* _Provided text_:
◇ ◇ ◇

Basketball Bears: Where are they now?

Former Baylor basketball players, forward Johnathan Motley and Ishmail Wainright celebrate during a Feb. 20, 2016 game at Texas. Motley has found success for the Texas Legends since leaving Baylor after his junior season and Wainright played tight end for the football team in 2017. Photo Credit: Associated Press/Eric Gay

By Max Calderone | Reporter

The Baylor men’s basketball program has built a reputation for churning out well-developed players and seeing them go on to compete at the next level.

Over the past few years, fans have seen their share of talented Bears with electric personalities take the floor for Scott Drew and company. Now, many of them are finding success in their endeavors following their college careers.

BaylorProud recently listed the four Baylor alumni who are currently playing in the NBA – Ekpe Udoh, Royce O’Neale, Quincy Acy and Taurean Prince – and documented their accomplishments. Udoh and O’Neale have teamed up in Utah and provided the Jazz with helpful minutes off the bench. Udoh has a 3.6 assist-to-turnover ratio, well above the team’s average of 1.5, and O’Neale has shot close to 40 percent from the field, sitting at 39.2 percent.

Acy has found a home with the Brooklyn Nets after bouncing around the league between various teams. He’s made stops in Toronto, Sacramento, New York and Dallas before landing in Brooklyn. He is averaging six points per game and playing an average of 19.5 minutes each night.

Prince has become one of the breakout stars of the NBA this year with the Atlanta Hawks, blossoming into a starting role and shooting over 43 percent from the field. He does a little bit of everything, averaging 12.3 points per game and 5.3 rebounds per game, in addition to just over two assists per game.

Hawks head coach Mike Budenholzer said he has been impressed with Prince’s growth and development in just his second season as a pro.

“He’s a young player that’s growing with each night,” Budenholzer said in an article published by Peachtree Hoops, SBNation’s blog site dedicated to the Hawks. “We’re pleased with the way he’s playing.”

◇ ◇ ◇

[Stored data]
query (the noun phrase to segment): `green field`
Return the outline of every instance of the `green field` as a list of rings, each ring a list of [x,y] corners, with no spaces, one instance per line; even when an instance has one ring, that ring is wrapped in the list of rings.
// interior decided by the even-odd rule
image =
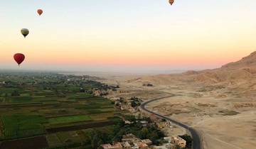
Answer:
[[[1,115],[5,138],[21,138],[45,133],[43,123],[47,120],[41,116],[18,114]]]
[[[69,116],[63,117],[50,118],[48,119],[50,123],[63,123],[76,121],[84,121],[91,120],[90,116]]]
[[[49,148],[77,148],[82,142],[89,148],[90,136],[100,130],[92,123],[112,122],[102,126],[110,133],[113,122],[118,123],[114,114],[120,111],[114,104],[92,94],[110,87],[79,76],[18,74],[0,73],[0,148],[1,142],[44,136]]]

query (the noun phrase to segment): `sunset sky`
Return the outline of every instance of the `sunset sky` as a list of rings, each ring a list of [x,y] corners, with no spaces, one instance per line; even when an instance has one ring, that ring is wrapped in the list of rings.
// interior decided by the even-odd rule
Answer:
[[[255,0],[0,0],[0,70],[218,67],[256,50],[255,8]],[[16,53],[26,55],[21,67]]]

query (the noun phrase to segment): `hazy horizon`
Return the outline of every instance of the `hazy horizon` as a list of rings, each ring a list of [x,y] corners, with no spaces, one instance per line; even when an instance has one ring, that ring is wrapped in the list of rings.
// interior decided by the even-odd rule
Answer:
[[[256,50],[254,0],[0,2],[1,69],[163,73],[220,67]]]

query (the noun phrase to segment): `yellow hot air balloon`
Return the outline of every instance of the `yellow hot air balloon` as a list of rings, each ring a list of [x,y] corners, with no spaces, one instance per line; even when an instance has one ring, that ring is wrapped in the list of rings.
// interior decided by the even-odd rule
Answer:
[[[169,0],[169,4],[171,5],[174,4],[174,0]]]
[[[27,28],[22,28],[21,31],[22,35],[26,38],[29,33],[29,31]]]

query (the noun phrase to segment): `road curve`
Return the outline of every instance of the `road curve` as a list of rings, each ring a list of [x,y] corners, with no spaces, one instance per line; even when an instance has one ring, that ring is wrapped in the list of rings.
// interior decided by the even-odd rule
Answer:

◇ ◇ ◇

* _Study questions_:
[1] Copy word for word the stretch of the article on former Baylor basketball players from "BaylorProud recently listed" through "at 39.2 percent.".
[2] Extend the article on former Baylor basketball players onward from its final sentence.

* _Responses in order_:
[1]
BaylorProud recently listed the four Baylor alumni who are currently playing in the NBA – Ekpe Udoh, Royce O’Neale, Quincy Acy and Taurean Prince – and documented their accomplishments. Udoh and O’Neale have teamed up in Utah and provided the Jazz with helpful minutes off the bench. Udoh has a 3.6 assist-to-turnover ratio, well above the team’s average of 1.5, and O’Neale has shot close to 40 percent from the field, sitting at 39.2 percent.

[2]
Class of 2017’s Johnathan Motley is close behind his peers, as he has spent the majority of his rookie year in the G-League with the Texas Legends, the Dallas Mavericks’ developmental league affiliate. Motley has averaged 21.8 points per game along with 10.7 rebounds per game in 22 games. He was named to the All-NBA G-League Showcase 2018 First Team for his efforts so far this season.

Legends head coach Bob MacKinnon praised Motley for his his intangibles and positive attitude when speaking to Mike Fisher of

“He’s everything you want in a player,” MacKinnon said. “It’s not just the numbers, which of course everybody notices. It’s work ethic, teamwork, learning things like pick-and-roll defense. We’ve been extremely happy with his progess.”

While Motley looks to reach the pinnacle of American basketball, other Baylor alumni are finding themselves playing overseas. Lester Medford, most notable for his game-winning shot against Texas Tech in 2016, is playing in Lithuania for Nevezis. Isaiah Austin, famous for being diagnosed with Marfan syndrome and his Dream Again campaign, is set to start a new season with Champville SC in Lebanon.

Waco junior Drew Mastin has worked closely with many of the players previously mentioned as a student manager with the Baylor men’s basketball team. He said he is always proud to see them continue on at the next level and recognizes the rarity of their situations.

“It’s cool to see them doing well and having success because even for the best players nothing is guaranteed after they leave here,” Mastin said.

But for some former Bears, basketball is no longer part of the equation. Rico Gathers and Ishmail Wainright have hit their stride on the gridiron.

Gathers was drafted by the Dallas Cowboys in the sixth round of the 2016 NFL Draft as a tight end. He turned heads with a strong preseason, making seven receptions for 106 yards and two touchdowns in two games, but was hampered by concussion symptoms that caused him to be placed on injured reserve for the 2017 season.

Wainright stayed on-campus and played the 2017 season as a tight end under Matt Rhule at Baylor. Two of his four catches went for touchdowns. He is now preparing for a potential NFL career, according to a tweet from Dec. 20.

“It’s pretty cool to see players train hard enough and completely change their bodies for a different sport,” said Austin junior Parker Huxtable. “For them to be able to make it at the next level, having played for such a short amount of time, is pretty special to watch as a fan.”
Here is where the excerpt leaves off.